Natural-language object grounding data
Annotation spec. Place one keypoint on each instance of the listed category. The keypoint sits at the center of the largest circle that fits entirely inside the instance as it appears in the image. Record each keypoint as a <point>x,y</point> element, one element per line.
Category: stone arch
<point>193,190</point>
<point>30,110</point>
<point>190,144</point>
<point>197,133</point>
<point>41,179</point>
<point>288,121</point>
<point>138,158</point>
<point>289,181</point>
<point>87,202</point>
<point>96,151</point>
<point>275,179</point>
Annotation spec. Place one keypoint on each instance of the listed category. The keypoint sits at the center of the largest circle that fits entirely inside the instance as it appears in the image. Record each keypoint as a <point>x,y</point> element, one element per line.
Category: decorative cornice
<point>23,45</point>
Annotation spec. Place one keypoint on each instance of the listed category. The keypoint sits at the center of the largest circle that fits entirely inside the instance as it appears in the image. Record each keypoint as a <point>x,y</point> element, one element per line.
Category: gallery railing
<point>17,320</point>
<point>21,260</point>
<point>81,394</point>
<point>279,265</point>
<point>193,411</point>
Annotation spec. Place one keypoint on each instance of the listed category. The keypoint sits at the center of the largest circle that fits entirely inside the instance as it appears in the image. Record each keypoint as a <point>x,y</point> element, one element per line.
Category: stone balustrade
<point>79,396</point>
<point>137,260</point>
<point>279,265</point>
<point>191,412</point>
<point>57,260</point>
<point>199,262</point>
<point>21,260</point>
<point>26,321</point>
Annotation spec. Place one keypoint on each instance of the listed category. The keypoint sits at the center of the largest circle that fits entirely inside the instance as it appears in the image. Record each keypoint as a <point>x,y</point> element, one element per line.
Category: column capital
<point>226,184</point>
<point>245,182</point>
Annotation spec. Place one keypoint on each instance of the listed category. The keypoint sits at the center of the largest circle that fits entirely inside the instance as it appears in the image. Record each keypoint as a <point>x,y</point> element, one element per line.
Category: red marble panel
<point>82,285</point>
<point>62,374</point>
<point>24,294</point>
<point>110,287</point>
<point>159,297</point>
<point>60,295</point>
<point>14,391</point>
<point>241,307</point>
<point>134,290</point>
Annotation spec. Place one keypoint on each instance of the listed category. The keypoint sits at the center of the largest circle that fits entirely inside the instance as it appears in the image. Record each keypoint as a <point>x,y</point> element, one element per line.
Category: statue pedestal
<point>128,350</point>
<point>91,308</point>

### Your objective
A verbatim copy of every entry is needed.

### Written solution
Annotation spec. Place one keypoint on each instance of the listed category. The keypoint sits at the center of the largest circle that fits entirely inside the instance as it appears in the image. Record each keypoint as a <point>x,y</point> element, one element per line.
Category: stone arch
<point>193,190</point>
<point>30,110</point>
<point>190,144</point>
<point>197,133</point>
<point>41,179</point>
<point>288,121</point>
<point>138,158</point>
<point>289,181</point>
<point>87,202</point>
<point>96,151</point>
<point>275,179</point>
Annotation spec. Place one keypoint on each instance of the listed category. The keypoint sits at the center of the largest circle that fits entirely inside the instance as it appears in the image. Record each keypoint as a <point>x,y</point> element, one element per line.
Category: decorative cornice
<point>23,45</point>
Annotation spec. Place one keypoint on each instance of the listed category. The keypoint sits at the center of the largest circle that fits entirely inside the instance as it appears in the image. Record each keypoint as a <point>x,y</point> element, one element per line.
Category: gallery railing
<point>17,320</point>
<point>21,260</point>
<point>81,394</point>
<point>279,265</point>
<point>193,411</point>
Annotation spec. Place one keypoint on each instance of the listed category. The keypoint sits at the center of the largest circle that fits entirely inside the instance as it appears in the image. Record each keypoint as a <point>x,y</point> element, one element per line.
Category: stone balustrade
<point>79,396</point>
<point>137,260</point>
<point>279,265</point>
<point>191,412</point>
<point>57,260</point>
<point>199,262</point>
<point>21,260</point>
<point>26,321</point>
Annotation spec. Place one keypoint on each instance of the listed category. The keypoint sits at the center of the largest circle that fits entirely inside the instance as it appears in the image. Record each keypoint as a <point>x,y</point> element, one element per line.
Category: column capital
<point>226,184</point>
<point>245,182</point>
Annotation spec. Place one keypoint on each instance of the listed category. The keypoint sits at the center of the largest circle that fits entirely inside the instance as it appears in the image. Record each keypoint as a <point>x,y</point> element, one element per line.
Category: red marble panel
<point>82,285</point>
<point>62,374</point>
<point>24,294</point>
<point>110,287</point>
<point>159,297</point>
<point>60,295</point>
<point>14,391</point>
<point>241,307</point>
<point>134,290</point>
Annotation spec. Place one keypoint on each instance of the listed category. The keypoint sits at the center of the largest circle that fits entirely inside the instance as it appears in the image. Record each keypoint as a <point>x,y</point> element, one element per line.
Category: statue pedestal
<point>128,350</point>
<point>91,308</point>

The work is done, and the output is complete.